__DIRECTIONS__: Copy out the lines of the entries below exactly, everything from the line containing "Round 1: Spot the person's" down to the line containing "0, 0, 500, 164", with both of those lines included.

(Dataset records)
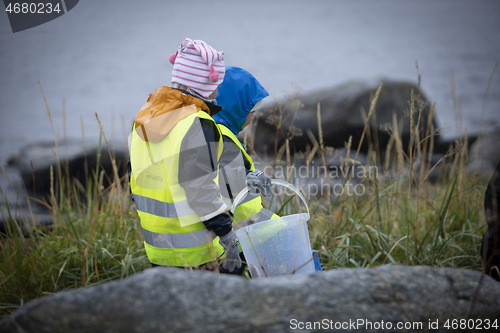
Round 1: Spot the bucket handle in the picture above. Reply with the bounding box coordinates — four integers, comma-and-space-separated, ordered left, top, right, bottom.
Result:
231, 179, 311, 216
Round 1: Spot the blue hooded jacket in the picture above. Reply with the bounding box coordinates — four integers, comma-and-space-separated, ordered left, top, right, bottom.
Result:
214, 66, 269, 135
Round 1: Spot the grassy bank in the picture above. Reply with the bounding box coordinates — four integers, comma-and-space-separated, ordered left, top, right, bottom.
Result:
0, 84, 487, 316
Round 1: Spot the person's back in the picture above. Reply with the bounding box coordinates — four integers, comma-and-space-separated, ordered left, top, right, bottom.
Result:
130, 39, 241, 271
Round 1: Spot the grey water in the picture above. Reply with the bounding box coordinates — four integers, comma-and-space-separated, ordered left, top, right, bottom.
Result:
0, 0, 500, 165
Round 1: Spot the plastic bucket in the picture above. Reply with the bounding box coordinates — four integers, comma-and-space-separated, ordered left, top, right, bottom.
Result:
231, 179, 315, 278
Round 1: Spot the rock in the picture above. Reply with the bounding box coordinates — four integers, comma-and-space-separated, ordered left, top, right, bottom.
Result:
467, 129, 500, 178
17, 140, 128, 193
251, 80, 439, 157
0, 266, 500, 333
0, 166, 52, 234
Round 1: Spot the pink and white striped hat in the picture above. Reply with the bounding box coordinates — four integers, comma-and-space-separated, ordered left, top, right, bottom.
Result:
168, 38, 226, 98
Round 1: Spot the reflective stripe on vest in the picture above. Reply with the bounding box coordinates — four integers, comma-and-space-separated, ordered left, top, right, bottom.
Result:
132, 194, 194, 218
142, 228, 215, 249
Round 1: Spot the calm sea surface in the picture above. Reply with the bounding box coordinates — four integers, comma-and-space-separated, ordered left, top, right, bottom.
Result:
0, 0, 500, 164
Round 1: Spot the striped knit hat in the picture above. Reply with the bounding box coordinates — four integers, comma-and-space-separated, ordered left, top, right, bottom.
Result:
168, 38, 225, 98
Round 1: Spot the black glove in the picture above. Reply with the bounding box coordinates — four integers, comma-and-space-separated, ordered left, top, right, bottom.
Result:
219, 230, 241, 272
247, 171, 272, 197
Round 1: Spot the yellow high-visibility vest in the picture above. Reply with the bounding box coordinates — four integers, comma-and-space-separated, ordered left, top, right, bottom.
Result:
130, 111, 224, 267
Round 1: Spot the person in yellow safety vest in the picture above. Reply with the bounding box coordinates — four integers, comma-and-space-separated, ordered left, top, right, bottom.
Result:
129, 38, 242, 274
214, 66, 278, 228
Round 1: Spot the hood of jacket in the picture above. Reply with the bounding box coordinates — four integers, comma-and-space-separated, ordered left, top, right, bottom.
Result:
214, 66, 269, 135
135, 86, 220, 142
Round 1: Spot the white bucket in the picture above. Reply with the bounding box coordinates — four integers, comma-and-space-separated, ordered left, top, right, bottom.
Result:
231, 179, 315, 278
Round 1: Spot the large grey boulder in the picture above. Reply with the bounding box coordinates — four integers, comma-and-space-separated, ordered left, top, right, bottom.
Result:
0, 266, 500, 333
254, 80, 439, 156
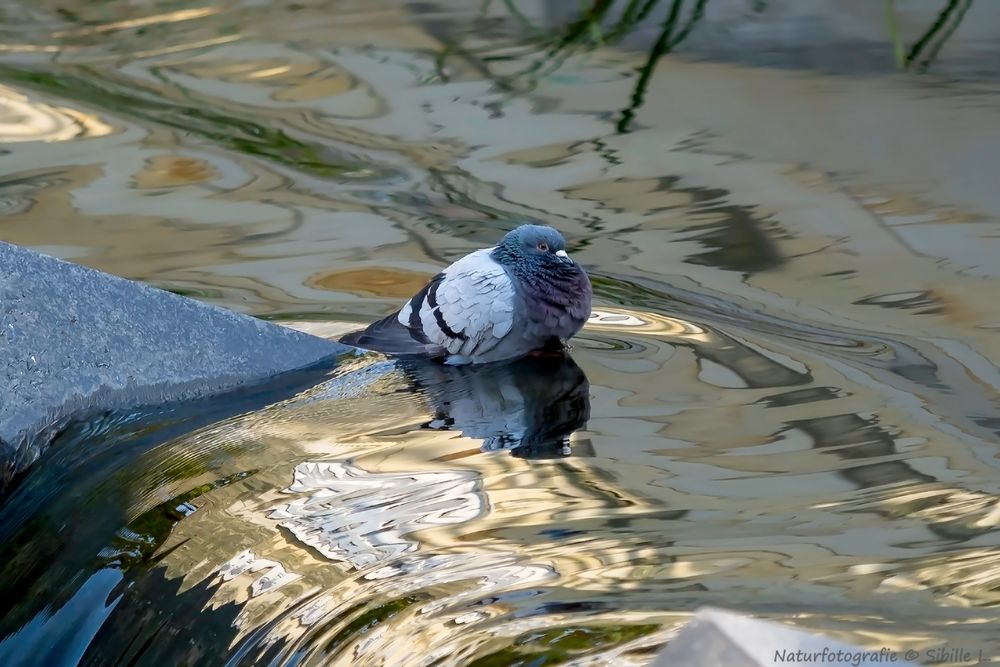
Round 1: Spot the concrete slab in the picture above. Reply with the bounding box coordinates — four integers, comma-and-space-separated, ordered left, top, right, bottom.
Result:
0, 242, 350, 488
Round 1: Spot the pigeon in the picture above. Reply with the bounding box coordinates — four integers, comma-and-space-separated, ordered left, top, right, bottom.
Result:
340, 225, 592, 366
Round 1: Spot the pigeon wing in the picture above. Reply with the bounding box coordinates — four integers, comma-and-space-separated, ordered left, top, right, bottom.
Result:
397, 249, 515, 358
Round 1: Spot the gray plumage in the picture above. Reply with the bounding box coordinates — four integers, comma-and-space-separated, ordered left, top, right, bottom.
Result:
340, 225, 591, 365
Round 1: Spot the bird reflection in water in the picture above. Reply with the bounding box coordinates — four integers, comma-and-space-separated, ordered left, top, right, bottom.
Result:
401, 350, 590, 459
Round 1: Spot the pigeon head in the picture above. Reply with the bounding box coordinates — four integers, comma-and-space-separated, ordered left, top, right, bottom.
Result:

__COMPLETED TASK__:
Round 1: Spot the person's back in the picture above. Reply with the bounding box coordinates — four integers, comma-and-space-separated, ordered left, top, right, bottom.
Result:
130, 39, 241, 271
Round 1: Spot the grey water in the picture above. Reply with the bounding box coordinates — four integers, comma-and-space-separated, ordered left, top, right, bottom.
Result:
0, 0, 500, 165
Round 1: Spot the plastic bucket in the picture above. Reply with the bounding box coordinates — four integers, comma-and-space-separated, ordered left, top, right, bottom.
Result:
231, 179, 315, 278
Round 1: Spot the rock in the picture above. Reply with the bounding box coordinates — four integers, comma-and-space-separated, ordered left, top, right, bottom.
Result:
467, 129, 500, 178
17, 140, 128, 193
251, 80, 439, 157
0, 266, 500, 333
0, 166, 52, 234
Round 1: Spot the pink and white striped hat in the picture above. Reply with the bounding box coordinates — four integers, comma-and-space-separated, ordered left, top, right, bottom.
Result:
168, 38, 226, 98
Round 1: Spot the reflective stripe on vest in the picture above. Reply with the bounding box coordinates — four integers, comma-and-space-separated, ordered left, top, right, bottom.
Result:
132, 194, 194, 218
142, 228, 215, 249
Round 1: Spot the calm sea surface in the picture above. Reply with the bounding box coordinates — four integers, comma-and-space-separated, ordered left, top, right, bottom.
Result:
0, 0, 500, 164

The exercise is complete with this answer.